Top of Excerpted passage

The lawsuit alleges a pattern of residents not receiving adequate care and suffering neglect, mistreatment, and humiliation as a result of the owners, operators, and landlords depriving the nursing homes of over $83 million intended for resident care. Due to insufficient staffing, staff members were often unable to assist residents with basic activities of daily living, such as help using the bathroom, getting in and out of bed, eating, and maintaining personal hygiene. Call bells were routinely ignored or unanswered, residents were forced to sit in their own urine and feces for hours, meals were not provided in a timely manner, and personal belongings were lost or stolen, including hearing aids, dentures, clothing, and even an electronic piano. Residents, family members, and staff reported unsanitary conditions, including neglected food trays, vermin, flies, and persistent smells of human waste.

Bottom of Excerpted passage
Top of Available data

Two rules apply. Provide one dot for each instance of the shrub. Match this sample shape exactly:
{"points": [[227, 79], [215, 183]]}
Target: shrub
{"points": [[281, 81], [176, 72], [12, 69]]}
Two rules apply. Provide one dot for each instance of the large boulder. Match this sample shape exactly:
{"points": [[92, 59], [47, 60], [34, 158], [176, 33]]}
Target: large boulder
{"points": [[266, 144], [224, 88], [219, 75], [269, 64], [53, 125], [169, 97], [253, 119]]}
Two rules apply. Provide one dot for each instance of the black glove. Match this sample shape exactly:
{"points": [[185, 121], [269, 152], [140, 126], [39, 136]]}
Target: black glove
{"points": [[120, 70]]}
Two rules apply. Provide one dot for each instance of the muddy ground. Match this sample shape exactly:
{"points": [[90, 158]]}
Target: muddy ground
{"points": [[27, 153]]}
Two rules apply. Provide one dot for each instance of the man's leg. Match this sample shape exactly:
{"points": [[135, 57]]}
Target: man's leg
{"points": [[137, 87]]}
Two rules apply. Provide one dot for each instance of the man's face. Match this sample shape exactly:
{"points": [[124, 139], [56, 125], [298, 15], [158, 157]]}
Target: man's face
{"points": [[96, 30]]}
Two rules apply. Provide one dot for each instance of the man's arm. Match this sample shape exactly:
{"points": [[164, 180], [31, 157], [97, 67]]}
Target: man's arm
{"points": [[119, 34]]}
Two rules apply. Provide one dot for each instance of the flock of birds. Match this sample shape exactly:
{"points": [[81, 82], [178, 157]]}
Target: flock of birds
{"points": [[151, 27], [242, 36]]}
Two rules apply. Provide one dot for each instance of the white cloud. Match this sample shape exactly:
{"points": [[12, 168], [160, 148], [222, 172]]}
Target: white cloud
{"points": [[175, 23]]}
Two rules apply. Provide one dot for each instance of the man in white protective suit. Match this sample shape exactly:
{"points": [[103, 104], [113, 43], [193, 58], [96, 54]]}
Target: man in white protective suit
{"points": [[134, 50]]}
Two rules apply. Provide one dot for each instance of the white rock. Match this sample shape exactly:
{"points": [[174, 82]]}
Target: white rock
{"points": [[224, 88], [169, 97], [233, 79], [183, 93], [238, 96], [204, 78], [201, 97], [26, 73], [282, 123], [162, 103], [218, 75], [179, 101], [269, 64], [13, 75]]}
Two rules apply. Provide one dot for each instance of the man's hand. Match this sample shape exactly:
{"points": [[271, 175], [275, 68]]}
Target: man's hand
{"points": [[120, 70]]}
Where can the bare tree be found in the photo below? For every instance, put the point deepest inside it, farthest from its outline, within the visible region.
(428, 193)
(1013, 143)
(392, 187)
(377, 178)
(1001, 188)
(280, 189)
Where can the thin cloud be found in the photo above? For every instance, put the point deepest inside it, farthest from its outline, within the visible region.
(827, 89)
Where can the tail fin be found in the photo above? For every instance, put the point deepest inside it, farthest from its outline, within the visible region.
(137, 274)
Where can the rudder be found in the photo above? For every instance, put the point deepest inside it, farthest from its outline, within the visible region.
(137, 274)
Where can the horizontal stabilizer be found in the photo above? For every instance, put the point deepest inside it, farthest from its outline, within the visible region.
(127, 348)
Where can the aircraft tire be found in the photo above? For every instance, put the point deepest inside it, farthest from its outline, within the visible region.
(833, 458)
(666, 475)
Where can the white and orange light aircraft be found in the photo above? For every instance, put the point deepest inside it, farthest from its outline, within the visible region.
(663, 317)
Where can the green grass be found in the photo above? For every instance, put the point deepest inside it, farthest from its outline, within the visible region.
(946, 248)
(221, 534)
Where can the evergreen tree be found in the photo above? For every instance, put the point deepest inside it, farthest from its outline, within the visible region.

Bottom of Available data

**Activity list**
(a) Answer these questions using the nursing home lawsuit passage:
(i) How much money were the nursing homes allegedly deprived of?
(ii) Which personal belongings are named as lost or stolen?
(iii) Who reported unsanitary conditions?
(b) Turn the paragraph of the nursing home lawsuit passage that begins "The lawsuit alleges a pattern" into a short bulleted list that keeps its main facts.
(c) Does each statement agree with the nursing home lawsuit passage? Answer yes or no, and quote the words that decide it.
(i) Call bells were usually answered promptly.
(ii) Short staffing kept staff from helping residents eat.
(iii) Vermin were among the unsanitary conditions reported.

**Answers to the exercise**
(a)
(i) Over $83 million intended for resident care.
(ii) Hearing aids, dentures, clothing, and an electronic piano.
(iii) Residents, family members, and staff.

(b)
- The lawsuit says the owners, operators, and landlords took over $83 million meant for resident care, which led to neglect, mistreatment, and humiliation of residents.
- Because of too few staff, residents often got no help with the bathroom, getting in and out of bed, eating, or personal hygiene.
- Call bells went unanswered, and residents sat in urine and feces for hours.
- Meals came late.
- Belongings such as hearing aids, dentures, clothing, and an electronic piano were lost or stolen.
- Residents, family members, and staff reported dirty conditions: neglected food trays, vermin, flies, and a constant smell of human waste.

(c)
(i) No. "Call bells were routinely ignored or unanswered"
(ii) Yes. "Due to insufficient staffing, staff members were often unable to assist residents with basic activities of daily living, such as help using the bathroom, getting in and out of bed, eating, and maintaining personal hygiene."
(iii) Yes. "unsanitary conditions, including neglected food trays, vermin, flies, and persistent smells of human waste"